_Referring expression pointing data_:

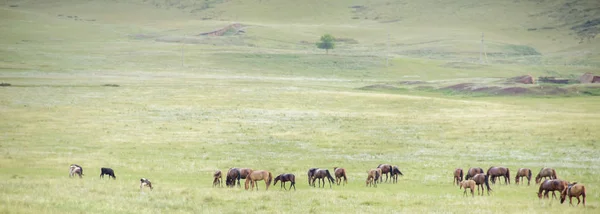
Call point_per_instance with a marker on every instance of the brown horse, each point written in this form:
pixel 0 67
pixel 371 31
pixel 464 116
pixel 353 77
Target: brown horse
pixel 472 172
pixel 468 184
pixel 258 175
pixel 217 178
pixel 311 173
pixel 545 173
pixel 573 190
pixel 458 176
pixel 339 174
pixel 495 172
pixel 232 175
pixel 551 186
pixel 321 174
pixel 481 179
pixel 372 176
pixel 395 172
pixel 523 172
pixel 285 178
pixel 385 169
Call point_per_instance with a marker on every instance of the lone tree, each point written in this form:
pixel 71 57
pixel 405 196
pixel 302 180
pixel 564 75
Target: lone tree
pixel 326 43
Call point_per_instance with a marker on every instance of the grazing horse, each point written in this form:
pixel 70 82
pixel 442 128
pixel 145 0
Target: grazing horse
pixel 373 176
pixel 385 169
pixel 232 175
pixel 144 182
pixel 573 190
pixel 75 169
pixel 551 186
pixel 545 173
pixel 218 178
pixel 458 177
pixel 523 172
pixel 470 184
pixel 321 174
pixel 481 179
pixel 285 178
pixel 395 172
pixel 311 173
pixel 495 172
pixel 339 174
pixel 259 175
pixel 107 171
pixel 472 172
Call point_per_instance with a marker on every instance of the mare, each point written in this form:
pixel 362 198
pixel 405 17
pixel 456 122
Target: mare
pixel 551 186
pixel 232 175
pixel 523 172
pixel 339 174
pixel 321 174
pixel 495 172
pixel 395 172
pixel 472 172
pixel 218 178
pixel 574 190
pixel 385 169
pixel 373 176
pixel 285 178
pixel 468 184
pixel 259 175
pixel 545 173
pixel 481 179
pixel 458 174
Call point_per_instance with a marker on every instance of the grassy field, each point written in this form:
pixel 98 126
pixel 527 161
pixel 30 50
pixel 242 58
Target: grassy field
pixel 268 99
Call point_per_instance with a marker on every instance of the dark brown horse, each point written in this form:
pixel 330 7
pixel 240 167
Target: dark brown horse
pixel 311 173
pixel 258 175
pixel 285 178
pixel 385 169
pixel 321 174
pixel 481 179
pixel 523 172
pixel 495 172
pixel 372 176
pixel 573 190
pixel 395 172
pixel 472 172
pixel 551 186
pixel 339 174
pixel 458 176
pixel 232 175
pixel 217 178
pixel 545 173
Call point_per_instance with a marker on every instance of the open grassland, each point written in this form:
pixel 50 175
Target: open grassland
pixel 267 99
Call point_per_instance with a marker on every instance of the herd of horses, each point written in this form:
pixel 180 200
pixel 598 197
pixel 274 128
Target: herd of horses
pixel 476 177
pixel 234 175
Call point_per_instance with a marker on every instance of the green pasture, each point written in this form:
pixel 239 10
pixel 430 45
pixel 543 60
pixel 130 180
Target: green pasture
pixel 269 99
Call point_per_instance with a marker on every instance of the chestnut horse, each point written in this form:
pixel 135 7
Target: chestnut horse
pixel 472 172
pixel 495 172
pixel 372 176
pixel 481 179
pixel 217 178
pixel 573 190
pixel 551 186
pixel 321 174
pixel 470 184
pixel 258 175
pixel 285 178
pixel 385 169
pixel 545 173
pixel 458 176
pixel 523 172
pixel 339 174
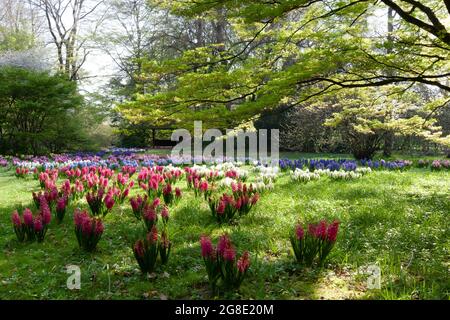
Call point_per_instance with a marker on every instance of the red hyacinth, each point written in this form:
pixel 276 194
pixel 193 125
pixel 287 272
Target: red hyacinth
pixel 152 236
pixel 156 202
pixel 16 219
pixel 86 226
pixel 229 254
pixel 207 247
pixel 244 262
pixel 224 243
pixel 150 214
pixel 299 232
pixel 38 224
pixel 165 214
pixel 204 186
pixel 139 248
pixel 321 230
pixel 28 217
pixel 167 189
pixel 332 231
pixel 109 202
pixel 99 227
pixel 255 199
pixel 221 208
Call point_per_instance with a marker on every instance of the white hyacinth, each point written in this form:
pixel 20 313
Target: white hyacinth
pixel 304 175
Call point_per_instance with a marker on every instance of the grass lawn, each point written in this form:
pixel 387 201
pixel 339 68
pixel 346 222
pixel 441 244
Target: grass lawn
pixel 396 220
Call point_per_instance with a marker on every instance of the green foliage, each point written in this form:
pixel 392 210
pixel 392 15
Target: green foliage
pixel 286 53
pixel 39 113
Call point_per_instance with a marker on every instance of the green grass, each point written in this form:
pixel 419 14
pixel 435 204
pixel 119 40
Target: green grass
pixel 397 220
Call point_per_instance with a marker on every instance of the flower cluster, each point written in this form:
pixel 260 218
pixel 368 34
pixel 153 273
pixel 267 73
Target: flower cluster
pixel 171 195
pixel 437 165
pixel 151 213
pixel 304 175
pixel 122 187
pixel 22 172
pixel 223 267
pixel 61 206
pixel 147 250
pixel 344 175
pixel 100 202
pixel 138 204
pixel 240 202
pixel 88 230
pixel 202 187
pixel 29 227
pixel 314 243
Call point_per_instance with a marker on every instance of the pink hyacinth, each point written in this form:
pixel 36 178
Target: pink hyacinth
pixel 38 224
pixel 109 202
pixel 165 213
pixel 332 231
pixel 255 199
pixel 28 217
pixel 139 248
pixel 150 214
pixel 207 247
pixel 86 226
pixel 61 204
pixel 78 218
pixel 238 203
pixel 156 202
pixel 312 230
pixel 152 236
pixel 321 230
pixel 229 254
pixel 167 189
pixel 204 186
pixel 244 262
pixel 16 219
pixel 224 243
pixel 221 208
pixel 99 227
pixel 299 232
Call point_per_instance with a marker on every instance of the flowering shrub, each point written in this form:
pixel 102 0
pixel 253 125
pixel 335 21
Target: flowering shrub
pixel 423 163
pixel 29 227
pixel 245 197
pixel 146 250
pixel 222 263
pixel 138 204
pixel 241 201
pixel 202 187
pixel 363 171
pixel 223 209
pixel 61 205
pixel 88 230
pixel 343 175
pixel 22 172
pixel 99 202
pixel 304 175
pixel 437 165
pixel 170 195
pixel 315 242
pixel 151 212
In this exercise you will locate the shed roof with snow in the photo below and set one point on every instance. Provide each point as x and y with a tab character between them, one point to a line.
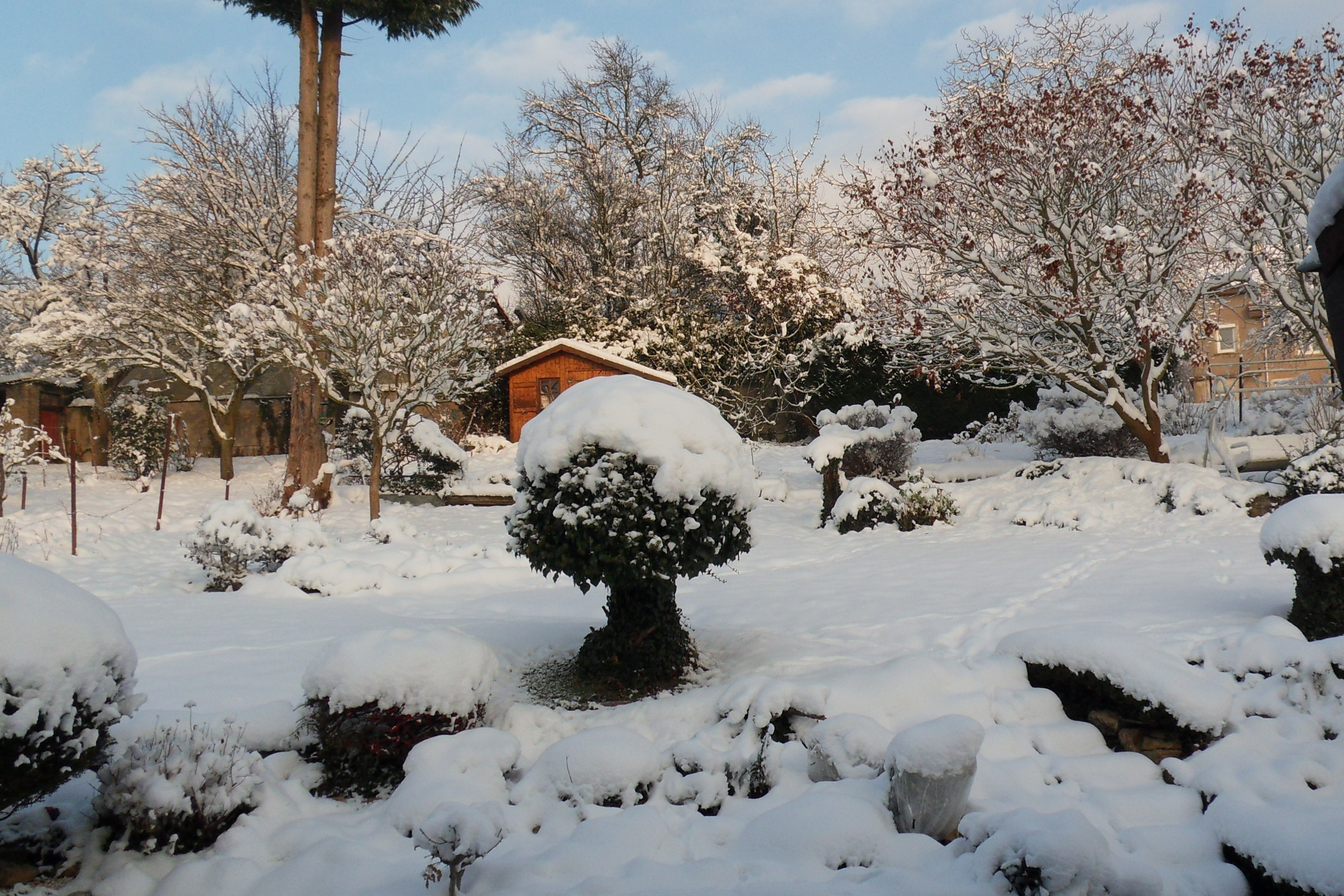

_Task statement_: Except for the pictures, give the data again word for word.

_Result of the task_:
Call point_per_instance with a marker on every instance of the brown horse, each point written in this form:
pixel 0 67
pixel 371 31
pixel 464 116
pixel 353 77
Target: brown horse
pixel 472 172
pixel 468 184
pixel 258 175
pixel 217 178
pixel 311 173
pixel 545 173
pixel 573 190
pixel 458 176
pixel 339 174
pixel 495 172
pixel 232 175
pixel 551 186
pixel 321 174
pixel 481 179
pixel 372 176
pixel 395 172
pixel 523 172
pixel 285 178
pixel 385 169
Call point_per_instance with a marker on every instance of the lone tree, each point written in this form:
pixel 71 57
pixel 405 196
pixel 302 180
pixel 564 75
Target: lone tree
pixel 326 43
Call point_per_instance with a marker on every instance of the grazing horse, each point written in this form:
pixel 70 82
pixel 442 128
pixel 145 0
Target: grazing horse
pixel 373 176
pixel 385 169
pixel 232 175
pixel 144 182
pixel 573 190
pixel 75 169
pixel 551 186
pixel 545 173
pixel 218 178
pixel 458 177
pixel 523 172
pixel 470 184
pixel 321 174
pixel 481 179
pixel 285 178
pixel 395 172
pixel 311 173
pixel 495 172
pixel 339 174
pixel 259 175
pixel 107 171
pixel 472 172
Call point_per_instance with a marker on every instance of the mare, each point written in this form:
pixel 362 198
pixel 405 17
pixel 456 122
Target: mare
pixel 551 186
pixel 232 175
pixel 523 172
pixel 339 174
pixel 321 174
pixel 495 172
pixel 395 172
pixel 472 172
pixel 218 178
pixel 574 190
pixel 385 169
pixel 373 176
pixel 285 178
pixel 468 184
pixel 259 175
pixel 545 173
pixel 481 179
pixel 458 174
Call point_per_instance with a marker on every instance of the grassy field, each point written in this form:
pixel 98 126
pixel 527 161
pixel 30 50
pixel 242 58
Target: grassy field
pixel 268 99
Call point_per_instance with a marker on every instance of the dark brown horse, each point written in this form:
pixel 330 7
pixel 240 167
Target: dark brown horse
pixel 311 173
pixel 258 175
pixel 285 178
pixel 385 169
pixel 321 174
pixel 481 179
pixel 523 172
pixel 495 172
pixel 372 176
pixel 573 190
pixel 395 172
pixel 472 172
pixel 551 186
pixel 339 174
pixel 458 176
pixel 232 175
pixel 217 178
pixel 545 173
Call point_per_instance with a marker on every instance of the open grassland, each point written in this form:
pixel 50 175
Target: open grassland
pixel 267 99
Call point_per_instance with a marker on every instance of the herd of horses, each point written in this form:
pixel 180 200
pixel 598 197
pixel 274 128
Target: herd of horses
pixel 476 177
pixel 234 175
Call point_per_instance with a marker on every instance of the green pasture, each point written in this form:
pixel 239 10
pixel 430 45
pixel 543 60
pixel 130 180
Target: green pasture
pixel 269 99
Call point_per_instance with a marker on every instance of the chestnut horse, each point written in this form:
pixel 135 7
Target: chestnut horse
pixel 472 172
pixel 495 172
pixel 372 176
pixel 481 179
pixel 217 178
pixel 573 190
pixel 551 186
pixel 321 174
pixel 470 184
pixel 258 175
pixel 285 178
pixel 385 169
pixel 545 173
pixel 458 176
pixel 523 172
pixel 339 174
Call point_per_instance with a marker on every instance of the red hyacinth, each point written in this form:
pixel 276 194
pixel 193 125
pixel 287 272
Target: red hyacinth
pixel 152 236
pixel 156 202
pixel 16 219
pixel 86 226
pixel 229 254
pixel 207 247
pixel 244 262
pixel 224 243
pixel 150 214
pixel 299 232
pixel 38 224
pixel 165 214
pixel 204 186
pixel 139 248
pixel 321 230
pixel 28 217
pixel 167 189
pixel 332 231
pixel 109 202
pixel 99 227
pixel 255 199
pixel 221 208
Call point_per_instance with a marker on every instance of the white hyacinth, each point written in this form:
pixel 20 313
Target: white hyacinth
pixel 304 175
Call point_per_instance with a marker on every instance of the grass lawn, each point written in this form:
pixel 387 201
pixel 339 68
pixel 346 222
pixel 441 244
Target: grass lawn
pixel 396 220
Call point_per_instance with a marker on every instance of the green foliage, each point written in this form:
pixel 392 210
pixel 392 15
Target: green foliage
pixel 286 53
pixel 39 113
Call point_per_instance with a marker on every instance of the green grass, each point written in this form:
pixel 419 14
pixel 435 204
pixel 119 40
Target: green grass
pixel 397 220
Call point_per_instance with a marker on every instance of the flower cluster, each point written in this form:
pixel 260 218
pixel 368 34
pixel 153 273
pixel 267 73
Target: flower cluster
pixel 171 195
pixel 437 165
pixel 151 213
pixel 304 175
pixel 122 187
pixel 22 172
pixel 223 267
pixel 61 206
pixel 147 250
pixel 344 175
pixel 100 202
pixel 138 204
pixel 240 202
pixel 88 230
pixel 202 187
pixel 29 227
pixel 314 243
Call point_per_instance with a marker on every instance of the pink hyacinth, each point written in this form:
pixel 36 178
Target: pink hyacinth
pixel 38 224
pixel 109 202
pixel 165 213
pixel 332 231
pixel 255 199
pixel 28 217
pixel 139 248
pixel 150 214
pixel 207 247
pixel 86 226
pixel 61 204
pixel 78 218
pixel 238 203
pixel 156 202
pixel 312 230
pixel 152 236
pixel 321 230
pixel 229 254
pixel 167 189
pixel 204 186
pixel 244 262
pixel 16 219
pixel 224 243
pixel 221 208
pixel 99 227
pixel 299 232
Call point_per_instance with a marker on every instance of the flowering shrub, each point written in this form:
pixel 102 0
pixel 253 125
pixel 335 21
Target: flowering shrub
pixel 423 163
pixel 29 227
pixel 245 197
pixel 146 250
pixel 222 263
pixel 138 204
pixel 241 201
pixel 202 187
pixel 363 171
pixel 223 209
pixel 61 205
pixel 88 230
pixel 343 175
pixel 22 172
pixel 99 202
pixel 304 175
pixel 437 165
pixel 170 195
pixel 315 242
pixel 151 212
In this exercise you will locate the shed roof with snow in the photo below and set one point on every instance. Provide each point as x and y with a tab character between them, one point to a line.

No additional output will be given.